Your assignment
Copy all lines holding the word "walkway" from the entries.

————————

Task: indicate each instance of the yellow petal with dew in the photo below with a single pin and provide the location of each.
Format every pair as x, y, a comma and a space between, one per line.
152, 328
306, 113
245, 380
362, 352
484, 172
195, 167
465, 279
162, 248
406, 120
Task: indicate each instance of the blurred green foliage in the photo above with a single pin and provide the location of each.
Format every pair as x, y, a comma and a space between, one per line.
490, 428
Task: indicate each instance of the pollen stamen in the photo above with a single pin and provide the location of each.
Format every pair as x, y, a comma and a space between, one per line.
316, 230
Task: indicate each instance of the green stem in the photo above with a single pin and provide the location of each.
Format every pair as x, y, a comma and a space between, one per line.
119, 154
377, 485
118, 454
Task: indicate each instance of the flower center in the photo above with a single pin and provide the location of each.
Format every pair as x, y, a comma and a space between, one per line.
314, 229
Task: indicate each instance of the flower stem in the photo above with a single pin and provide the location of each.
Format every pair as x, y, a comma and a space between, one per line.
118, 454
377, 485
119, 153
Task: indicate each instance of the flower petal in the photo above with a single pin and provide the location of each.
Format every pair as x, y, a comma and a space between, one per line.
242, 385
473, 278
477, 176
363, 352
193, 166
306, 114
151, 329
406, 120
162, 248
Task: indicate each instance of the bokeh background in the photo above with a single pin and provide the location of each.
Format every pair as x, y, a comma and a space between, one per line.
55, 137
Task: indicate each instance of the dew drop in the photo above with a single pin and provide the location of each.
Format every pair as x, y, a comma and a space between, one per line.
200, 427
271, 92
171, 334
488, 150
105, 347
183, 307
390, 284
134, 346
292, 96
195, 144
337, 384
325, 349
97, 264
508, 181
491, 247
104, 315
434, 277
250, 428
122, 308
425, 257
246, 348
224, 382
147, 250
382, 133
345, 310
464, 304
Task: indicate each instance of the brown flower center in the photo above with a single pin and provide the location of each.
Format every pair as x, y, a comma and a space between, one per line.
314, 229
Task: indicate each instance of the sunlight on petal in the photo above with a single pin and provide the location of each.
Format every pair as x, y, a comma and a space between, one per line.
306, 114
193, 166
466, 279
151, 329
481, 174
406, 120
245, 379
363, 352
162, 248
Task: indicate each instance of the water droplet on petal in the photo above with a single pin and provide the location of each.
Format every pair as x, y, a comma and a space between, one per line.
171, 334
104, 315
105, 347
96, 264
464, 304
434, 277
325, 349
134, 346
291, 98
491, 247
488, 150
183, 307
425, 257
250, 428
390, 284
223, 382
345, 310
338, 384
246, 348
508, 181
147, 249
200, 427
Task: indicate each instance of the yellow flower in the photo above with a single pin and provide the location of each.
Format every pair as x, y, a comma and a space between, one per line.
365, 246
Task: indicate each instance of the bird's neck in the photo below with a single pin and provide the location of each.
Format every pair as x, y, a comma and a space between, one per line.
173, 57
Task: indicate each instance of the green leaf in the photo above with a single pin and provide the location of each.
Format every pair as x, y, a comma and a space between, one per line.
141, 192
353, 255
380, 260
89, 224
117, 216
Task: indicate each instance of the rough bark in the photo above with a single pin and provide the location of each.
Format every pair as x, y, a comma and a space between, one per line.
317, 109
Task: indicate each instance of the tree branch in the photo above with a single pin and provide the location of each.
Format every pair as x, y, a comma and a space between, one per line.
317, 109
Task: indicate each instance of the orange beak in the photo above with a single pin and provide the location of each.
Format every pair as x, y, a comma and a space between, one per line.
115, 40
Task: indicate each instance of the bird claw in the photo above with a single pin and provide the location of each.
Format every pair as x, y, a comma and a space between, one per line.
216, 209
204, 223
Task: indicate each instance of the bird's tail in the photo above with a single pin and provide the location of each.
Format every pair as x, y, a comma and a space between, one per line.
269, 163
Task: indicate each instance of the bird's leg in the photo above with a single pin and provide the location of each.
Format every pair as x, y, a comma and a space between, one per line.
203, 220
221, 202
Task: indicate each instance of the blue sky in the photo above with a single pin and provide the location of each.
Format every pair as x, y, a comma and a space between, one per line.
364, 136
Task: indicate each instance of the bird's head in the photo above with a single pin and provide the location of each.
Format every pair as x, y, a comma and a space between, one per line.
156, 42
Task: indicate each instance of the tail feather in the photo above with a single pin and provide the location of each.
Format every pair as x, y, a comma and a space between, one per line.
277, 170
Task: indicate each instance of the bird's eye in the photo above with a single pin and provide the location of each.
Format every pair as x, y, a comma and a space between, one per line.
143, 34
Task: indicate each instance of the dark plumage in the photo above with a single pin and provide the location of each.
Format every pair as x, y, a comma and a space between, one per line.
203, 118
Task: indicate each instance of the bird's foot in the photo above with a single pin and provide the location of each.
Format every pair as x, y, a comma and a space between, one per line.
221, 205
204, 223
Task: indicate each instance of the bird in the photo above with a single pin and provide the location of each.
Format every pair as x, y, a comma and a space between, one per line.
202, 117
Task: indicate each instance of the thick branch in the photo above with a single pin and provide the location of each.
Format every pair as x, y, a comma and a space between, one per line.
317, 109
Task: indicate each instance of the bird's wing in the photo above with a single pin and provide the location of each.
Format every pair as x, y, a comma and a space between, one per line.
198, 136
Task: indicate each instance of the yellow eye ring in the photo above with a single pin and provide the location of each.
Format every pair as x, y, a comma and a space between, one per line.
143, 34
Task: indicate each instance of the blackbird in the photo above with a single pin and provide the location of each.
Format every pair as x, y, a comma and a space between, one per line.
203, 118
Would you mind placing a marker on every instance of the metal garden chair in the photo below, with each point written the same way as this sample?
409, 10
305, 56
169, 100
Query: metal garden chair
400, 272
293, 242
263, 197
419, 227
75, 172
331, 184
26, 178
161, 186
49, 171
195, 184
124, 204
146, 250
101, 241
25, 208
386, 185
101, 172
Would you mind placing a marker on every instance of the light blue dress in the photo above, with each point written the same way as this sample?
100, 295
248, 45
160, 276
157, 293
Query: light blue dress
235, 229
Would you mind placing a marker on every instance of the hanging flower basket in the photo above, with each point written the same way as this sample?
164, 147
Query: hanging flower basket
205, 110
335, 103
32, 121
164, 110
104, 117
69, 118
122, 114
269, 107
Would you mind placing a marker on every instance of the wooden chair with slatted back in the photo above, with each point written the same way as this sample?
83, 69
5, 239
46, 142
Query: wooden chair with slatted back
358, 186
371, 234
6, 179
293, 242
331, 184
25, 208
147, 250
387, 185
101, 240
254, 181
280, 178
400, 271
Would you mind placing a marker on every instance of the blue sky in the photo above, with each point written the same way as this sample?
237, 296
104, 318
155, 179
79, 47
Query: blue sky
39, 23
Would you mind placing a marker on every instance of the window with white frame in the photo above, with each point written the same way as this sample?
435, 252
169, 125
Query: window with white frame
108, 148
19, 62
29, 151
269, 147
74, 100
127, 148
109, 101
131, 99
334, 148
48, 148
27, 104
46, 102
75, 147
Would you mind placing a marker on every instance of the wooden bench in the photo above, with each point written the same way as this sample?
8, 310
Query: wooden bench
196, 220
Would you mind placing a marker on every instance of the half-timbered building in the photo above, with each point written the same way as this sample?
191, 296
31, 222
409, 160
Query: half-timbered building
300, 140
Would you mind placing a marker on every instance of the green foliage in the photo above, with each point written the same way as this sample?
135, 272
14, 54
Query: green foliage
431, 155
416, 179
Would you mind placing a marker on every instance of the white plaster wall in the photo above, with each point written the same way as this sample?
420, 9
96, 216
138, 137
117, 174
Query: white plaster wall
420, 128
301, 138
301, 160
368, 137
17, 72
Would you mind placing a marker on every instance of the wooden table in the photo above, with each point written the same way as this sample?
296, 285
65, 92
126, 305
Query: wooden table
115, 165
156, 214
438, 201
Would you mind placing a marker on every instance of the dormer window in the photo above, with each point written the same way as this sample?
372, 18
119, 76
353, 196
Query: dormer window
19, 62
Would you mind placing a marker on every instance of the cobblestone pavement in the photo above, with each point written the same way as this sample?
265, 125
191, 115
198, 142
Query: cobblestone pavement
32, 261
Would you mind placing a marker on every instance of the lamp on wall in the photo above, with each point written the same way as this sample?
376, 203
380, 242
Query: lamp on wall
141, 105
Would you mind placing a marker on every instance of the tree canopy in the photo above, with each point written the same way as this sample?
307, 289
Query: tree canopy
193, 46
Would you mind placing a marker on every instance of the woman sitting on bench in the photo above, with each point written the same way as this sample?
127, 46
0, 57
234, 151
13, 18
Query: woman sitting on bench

————————

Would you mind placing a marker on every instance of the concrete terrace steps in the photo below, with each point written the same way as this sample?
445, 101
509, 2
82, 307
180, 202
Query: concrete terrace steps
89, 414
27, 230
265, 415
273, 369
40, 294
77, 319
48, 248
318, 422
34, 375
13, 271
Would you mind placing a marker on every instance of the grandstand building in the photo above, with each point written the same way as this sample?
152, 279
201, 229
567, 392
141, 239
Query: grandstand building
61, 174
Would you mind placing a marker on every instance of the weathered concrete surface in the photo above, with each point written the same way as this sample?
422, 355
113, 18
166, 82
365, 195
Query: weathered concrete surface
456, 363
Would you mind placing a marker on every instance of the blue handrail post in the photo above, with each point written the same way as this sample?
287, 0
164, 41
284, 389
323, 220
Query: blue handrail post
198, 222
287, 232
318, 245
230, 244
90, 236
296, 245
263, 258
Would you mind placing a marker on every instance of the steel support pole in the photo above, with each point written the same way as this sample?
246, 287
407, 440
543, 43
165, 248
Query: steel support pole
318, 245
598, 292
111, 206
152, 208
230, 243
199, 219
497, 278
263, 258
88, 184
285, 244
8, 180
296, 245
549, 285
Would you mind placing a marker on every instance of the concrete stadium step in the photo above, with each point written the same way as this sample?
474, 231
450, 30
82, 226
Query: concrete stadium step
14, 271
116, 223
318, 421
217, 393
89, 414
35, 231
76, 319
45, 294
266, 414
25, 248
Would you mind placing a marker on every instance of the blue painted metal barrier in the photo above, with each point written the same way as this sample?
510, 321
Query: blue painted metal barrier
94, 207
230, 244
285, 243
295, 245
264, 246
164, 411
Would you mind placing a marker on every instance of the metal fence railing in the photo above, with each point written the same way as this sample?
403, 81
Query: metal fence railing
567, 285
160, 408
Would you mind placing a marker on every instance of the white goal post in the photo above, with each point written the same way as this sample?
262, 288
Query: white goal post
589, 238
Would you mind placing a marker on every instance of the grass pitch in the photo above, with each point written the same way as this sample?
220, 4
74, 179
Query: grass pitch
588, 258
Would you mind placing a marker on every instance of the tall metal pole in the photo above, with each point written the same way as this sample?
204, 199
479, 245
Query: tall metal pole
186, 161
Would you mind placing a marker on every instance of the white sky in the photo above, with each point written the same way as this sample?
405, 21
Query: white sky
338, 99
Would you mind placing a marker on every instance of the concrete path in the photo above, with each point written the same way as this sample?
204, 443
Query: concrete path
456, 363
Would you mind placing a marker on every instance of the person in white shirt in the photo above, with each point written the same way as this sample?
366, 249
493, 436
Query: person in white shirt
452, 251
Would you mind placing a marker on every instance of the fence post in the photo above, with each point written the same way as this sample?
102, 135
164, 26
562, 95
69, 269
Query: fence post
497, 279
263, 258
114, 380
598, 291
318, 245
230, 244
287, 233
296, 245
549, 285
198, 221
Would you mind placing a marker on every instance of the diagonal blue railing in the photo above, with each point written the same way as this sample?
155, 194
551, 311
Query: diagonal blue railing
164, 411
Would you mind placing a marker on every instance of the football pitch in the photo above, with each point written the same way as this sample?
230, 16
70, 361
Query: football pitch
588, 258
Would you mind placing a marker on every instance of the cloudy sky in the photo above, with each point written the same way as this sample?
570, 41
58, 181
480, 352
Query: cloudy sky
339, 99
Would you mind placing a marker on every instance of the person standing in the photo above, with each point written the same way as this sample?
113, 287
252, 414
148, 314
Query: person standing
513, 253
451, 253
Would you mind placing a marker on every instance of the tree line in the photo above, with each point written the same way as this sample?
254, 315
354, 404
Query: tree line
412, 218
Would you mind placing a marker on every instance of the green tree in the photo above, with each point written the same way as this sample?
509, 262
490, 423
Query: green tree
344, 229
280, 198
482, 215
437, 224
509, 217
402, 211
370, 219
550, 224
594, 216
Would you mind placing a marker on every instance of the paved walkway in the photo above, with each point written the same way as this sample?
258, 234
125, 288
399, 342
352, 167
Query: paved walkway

————————

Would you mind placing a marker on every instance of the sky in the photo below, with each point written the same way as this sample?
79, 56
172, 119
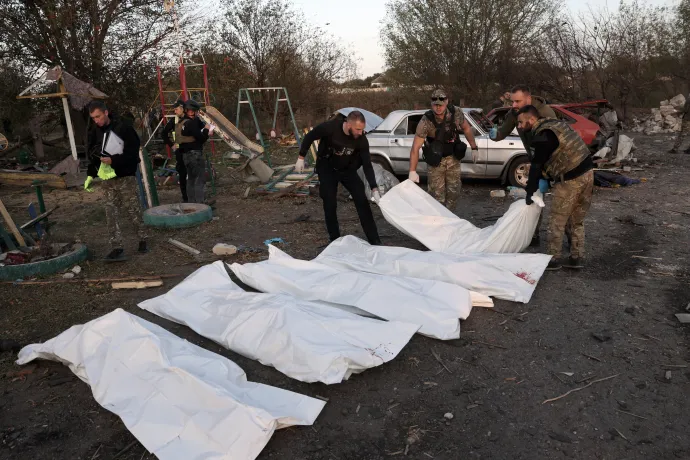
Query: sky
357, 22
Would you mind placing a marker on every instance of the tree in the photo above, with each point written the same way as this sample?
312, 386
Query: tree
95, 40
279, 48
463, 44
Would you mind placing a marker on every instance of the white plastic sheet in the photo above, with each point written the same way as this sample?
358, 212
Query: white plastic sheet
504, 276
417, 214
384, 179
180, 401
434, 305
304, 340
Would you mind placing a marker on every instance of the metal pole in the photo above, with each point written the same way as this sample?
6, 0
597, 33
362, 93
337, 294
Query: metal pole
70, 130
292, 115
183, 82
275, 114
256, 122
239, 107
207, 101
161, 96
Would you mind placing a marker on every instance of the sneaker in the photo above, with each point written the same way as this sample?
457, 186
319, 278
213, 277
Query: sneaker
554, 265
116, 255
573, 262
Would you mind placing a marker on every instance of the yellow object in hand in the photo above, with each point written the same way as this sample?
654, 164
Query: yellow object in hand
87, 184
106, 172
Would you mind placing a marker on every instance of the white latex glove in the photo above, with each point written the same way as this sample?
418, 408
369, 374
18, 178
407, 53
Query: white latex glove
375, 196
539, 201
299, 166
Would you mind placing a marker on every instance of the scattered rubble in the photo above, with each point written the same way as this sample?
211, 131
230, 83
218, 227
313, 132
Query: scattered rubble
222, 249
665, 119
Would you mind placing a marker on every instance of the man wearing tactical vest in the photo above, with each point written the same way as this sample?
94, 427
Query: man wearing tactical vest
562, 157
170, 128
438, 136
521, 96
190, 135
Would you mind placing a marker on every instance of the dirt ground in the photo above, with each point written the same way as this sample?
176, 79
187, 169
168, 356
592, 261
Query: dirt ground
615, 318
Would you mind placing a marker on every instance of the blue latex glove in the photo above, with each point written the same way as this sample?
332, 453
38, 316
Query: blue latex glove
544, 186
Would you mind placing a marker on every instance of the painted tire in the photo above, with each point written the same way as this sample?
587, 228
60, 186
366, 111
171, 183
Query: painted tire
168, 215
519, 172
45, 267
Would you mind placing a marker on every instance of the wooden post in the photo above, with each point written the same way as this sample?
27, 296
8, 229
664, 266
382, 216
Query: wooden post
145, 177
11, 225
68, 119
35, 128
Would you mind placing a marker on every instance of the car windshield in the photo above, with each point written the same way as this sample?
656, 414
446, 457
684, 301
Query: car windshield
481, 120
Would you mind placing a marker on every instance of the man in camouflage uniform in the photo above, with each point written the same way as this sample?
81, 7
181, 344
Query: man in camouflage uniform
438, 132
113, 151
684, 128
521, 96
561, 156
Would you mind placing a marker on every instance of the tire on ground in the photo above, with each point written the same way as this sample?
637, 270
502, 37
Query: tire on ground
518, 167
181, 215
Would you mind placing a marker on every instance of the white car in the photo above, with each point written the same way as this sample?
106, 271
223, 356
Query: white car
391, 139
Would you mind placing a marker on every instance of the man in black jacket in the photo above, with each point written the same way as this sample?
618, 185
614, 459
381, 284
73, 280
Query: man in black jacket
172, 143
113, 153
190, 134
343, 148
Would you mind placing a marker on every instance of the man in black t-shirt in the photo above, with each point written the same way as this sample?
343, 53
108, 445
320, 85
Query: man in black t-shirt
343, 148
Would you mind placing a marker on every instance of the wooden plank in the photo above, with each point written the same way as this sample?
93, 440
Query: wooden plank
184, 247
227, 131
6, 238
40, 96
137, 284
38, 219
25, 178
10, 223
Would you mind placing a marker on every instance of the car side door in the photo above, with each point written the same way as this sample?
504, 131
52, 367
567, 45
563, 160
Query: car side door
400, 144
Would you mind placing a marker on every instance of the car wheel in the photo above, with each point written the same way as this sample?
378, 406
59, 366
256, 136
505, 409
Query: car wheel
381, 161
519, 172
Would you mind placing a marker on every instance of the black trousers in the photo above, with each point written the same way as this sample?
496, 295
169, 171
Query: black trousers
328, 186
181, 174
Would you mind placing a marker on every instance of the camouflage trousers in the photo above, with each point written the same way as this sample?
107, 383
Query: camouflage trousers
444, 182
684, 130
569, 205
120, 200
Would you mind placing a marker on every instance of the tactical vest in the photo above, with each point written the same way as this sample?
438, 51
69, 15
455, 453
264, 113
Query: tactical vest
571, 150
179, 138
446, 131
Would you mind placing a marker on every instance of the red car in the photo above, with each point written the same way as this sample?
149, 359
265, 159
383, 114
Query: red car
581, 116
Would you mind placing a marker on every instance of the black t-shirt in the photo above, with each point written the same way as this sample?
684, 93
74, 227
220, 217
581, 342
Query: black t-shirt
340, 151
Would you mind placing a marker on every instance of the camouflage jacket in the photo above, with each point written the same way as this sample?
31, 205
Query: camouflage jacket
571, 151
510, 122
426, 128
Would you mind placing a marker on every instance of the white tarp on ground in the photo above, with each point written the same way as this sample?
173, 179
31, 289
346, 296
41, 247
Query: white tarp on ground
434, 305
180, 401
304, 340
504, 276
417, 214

————————

Output for this exercise
Would you mind placing a marker on every instance of the paved walkway in the photo above, with each point written the same way as this sample?
Query: paved walkway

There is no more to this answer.